AIM OF THE TASK — Starting at the line containing "Query: chrome front bumper" and continuing through the end of the recorded data, reproduce every line, requests included, with each x and y point coordinate in the answers multiplied by 1.1 and rounded to a whole number, halves up. Leave the requests and their format samples unchanged, and omit the pictures.

(Recorded data)
★ ★ ★

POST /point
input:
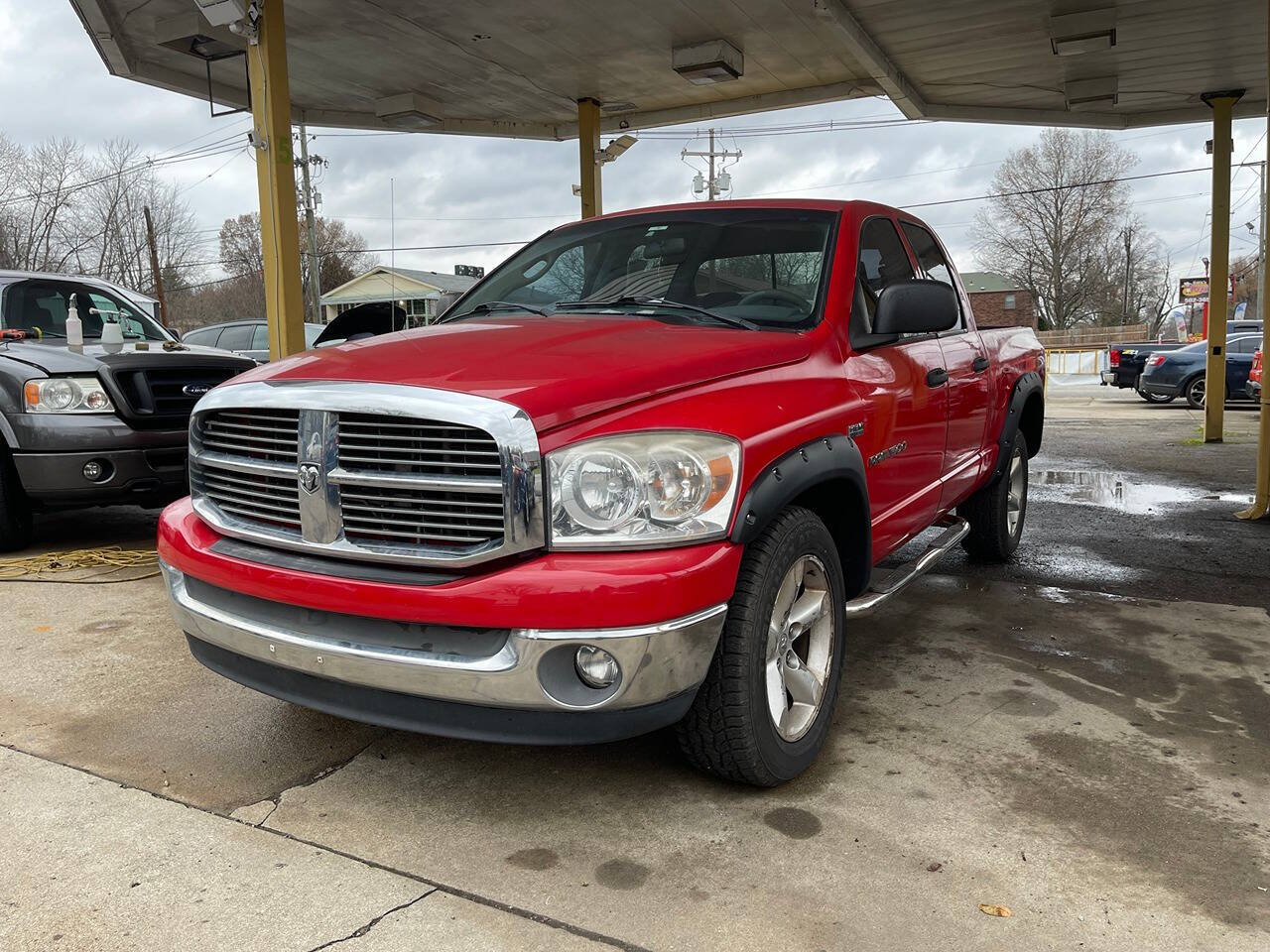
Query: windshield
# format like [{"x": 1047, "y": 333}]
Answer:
[
  {"x": 40, "y": 306},
  {"x": 757, "y": 266}
]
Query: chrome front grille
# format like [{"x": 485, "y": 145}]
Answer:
[
  {"x": 425, "y": 447},
  {"x": 253, "y": 433},
  {"x": 421, "y": 518},
  {"x": 368, "y": 471},
  {"x": 232, "y": 468}
]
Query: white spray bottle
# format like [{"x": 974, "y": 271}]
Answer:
[{"x": 73, "y": 325}]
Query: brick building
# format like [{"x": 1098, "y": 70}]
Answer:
[{"x": 997, "y": 302}]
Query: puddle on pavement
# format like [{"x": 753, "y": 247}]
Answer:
[{"x": 1118, "y": 492}]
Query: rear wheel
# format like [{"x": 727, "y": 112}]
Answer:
[
  {"x": 14, "y": 508},
  {"x": 996, "y": 513},
  {"x": 765, "y": 708}
]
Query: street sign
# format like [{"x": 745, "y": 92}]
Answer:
[{"x": 1193, "y": 290}]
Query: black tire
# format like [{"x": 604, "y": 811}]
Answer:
[
  {"x": 14, "y": 508},
  {"x": 729, "y": 730},
  {"x": 991, "y": 537},
  {"x": 1196, "y": 391}
]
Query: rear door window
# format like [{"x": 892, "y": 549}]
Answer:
[
  {"x": 203, "y": 336},
  {"x": 236, "y": 336}
]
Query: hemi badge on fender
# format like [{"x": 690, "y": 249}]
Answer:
[{"x": 888, "y": 453}]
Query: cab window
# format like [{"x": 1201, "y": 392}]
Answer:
[
  {"x": 883, "y": 262},
  {"x": 931, "y": 258}
]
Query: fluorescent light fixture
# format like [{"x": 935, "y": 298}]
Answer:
[
  {"x": 408, "y": 111},
  {"x": 221, "y": 13},
  {"x": 189, "y": 33},
  {"x": 1076, "y": 33},
  {"x": 1088, "y": 93},
  {"x": 616, "y": 148},
  {"x": 712, "y": 61}
]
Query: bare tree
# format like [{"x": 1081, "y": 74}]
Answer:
[
  {"x": 40, "y": 227},
  {"x": 340, "y": 252},
  {"x": 1055, "y": 208},
  {"x": 64, "y": 211}
]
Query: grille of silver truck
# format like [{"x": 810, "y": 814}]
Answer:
[{"x": 357, "y": 484}]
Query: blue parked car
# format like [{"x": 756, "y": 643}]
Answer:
[{"x": 1182, "y": 372}]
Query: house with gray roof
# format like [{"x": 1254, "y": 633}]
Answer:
[{"x": 422, "y": 295}]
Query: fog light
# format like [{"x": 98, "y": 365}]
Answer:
[{"x": 595, "y": 666}]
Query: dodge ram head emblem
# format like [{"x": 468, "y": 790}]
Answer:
[{"x": 310, "y": 476}]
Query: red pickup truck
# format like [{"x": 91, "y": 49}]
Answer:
[{"x": 639, "y": 476}]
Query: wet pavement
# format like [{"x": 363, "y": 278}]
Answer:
[{"x": 1082, "y": 737}]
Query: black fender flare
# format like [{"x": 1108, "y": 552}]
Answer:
[
  {"x": 833, "y": 457},
  {"x": 1024, "y": 389}
]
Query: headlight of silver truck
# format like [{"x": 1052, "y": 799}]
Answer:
[
  {"x": 643, "y": 490},
  {"x": 66, "y": 395}
]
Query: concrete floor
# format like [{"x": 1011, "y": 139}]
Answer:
[{"x": 1098, "y": 763}]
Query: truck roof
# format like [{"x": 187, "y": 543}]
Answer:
[
  {"x": 9, "y": 277},
  {"x": 858, "y": 207}
]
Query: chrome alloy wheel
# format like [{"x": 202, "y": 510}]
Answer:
[
  {"x": 1198, "y": 391},
  {"x": 1017, "y": 497},
  {"x": 799, "y": 648}
]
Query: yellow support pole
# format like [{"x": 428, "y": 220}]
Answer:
[
  {"x": 1260, "y": 507},
  {"x": 280, "y": 232},
  {"x": 1219, "y": 268},
  {"x": 588, "y": 158}
]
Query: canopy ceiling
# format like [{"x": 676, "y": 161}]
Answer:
[{"x": 516, "y": 67}]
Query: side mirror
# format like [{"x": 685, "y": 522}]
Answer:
[{"x": 922, "y": 306}]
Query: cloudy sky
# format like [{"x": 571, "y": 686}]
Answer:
[{"x": 453, "y": 190}]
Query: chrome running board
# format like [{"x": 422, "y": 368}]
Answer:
[{"x": 890, "y": 583}]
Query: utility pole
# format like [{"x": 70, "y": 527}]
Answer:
[
  {"x": 154, "y": 267},
  {"x": 314, "y": 281},
  {"x": 716, "y": 182},
  {"x": 1262, "y": 245},
  {"x": 1127, "y": 232}
]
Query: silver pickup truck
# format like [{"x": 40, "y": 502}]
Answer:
[{"x": 93, "y": 422}]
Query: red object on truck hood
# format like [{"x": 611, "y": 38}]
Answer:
[{"x": 558, "y": 368}]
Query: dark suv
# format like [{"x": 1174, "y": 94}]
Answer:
[
  {"x": 93, "y": 422},
  {"x": 244, "y": 338}
]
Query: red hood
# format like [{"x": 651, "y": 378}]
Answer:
[{"x": 556, "y": 368}]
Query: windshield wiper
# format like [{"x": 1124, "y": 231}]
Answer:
[
  {"x": 488, "y": 307},
  {"x": 665, "y": 303}
]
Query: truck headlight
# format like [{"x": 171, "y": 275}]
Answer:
[
  {"x": 66, "y": 395},
  {"x": 643, "y": 490}
]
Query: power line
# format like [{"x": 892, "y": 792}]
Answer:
[
  {"x": 206, "y": 151},
  {"x": 1057, "y": 188}
]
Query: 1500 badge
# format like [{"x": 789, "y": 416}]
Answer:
[{"x": 888, "y": 452}]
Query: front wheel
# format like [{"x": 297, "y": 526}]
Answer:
[
  {"x": 14, "y": 508},
  {"x": 996, "y": 513},
  {"x": 763, "y": 711},
  {"x": 1196, "y": 391}
]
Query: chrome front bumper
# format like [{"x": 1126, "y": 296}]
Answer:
[{"x": 521, "y": 667}]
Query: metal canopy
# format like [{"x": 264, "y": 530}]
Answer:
[{"x": 517, "y": 67}]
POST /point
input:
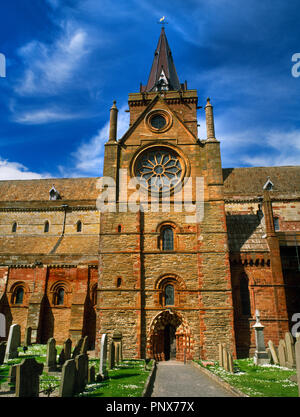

★ ★ ★

SOLUTION —
Query: chrome front bumper
# format like [{"x": 1126, "y": 296}]
Answer:
[{"x": 573, "y": 734}]
Query: metal canopy
# format like [{"x": 264, "y": 530}]
Answer:
[{"x": 569, "y": 74}]
POST /point
input:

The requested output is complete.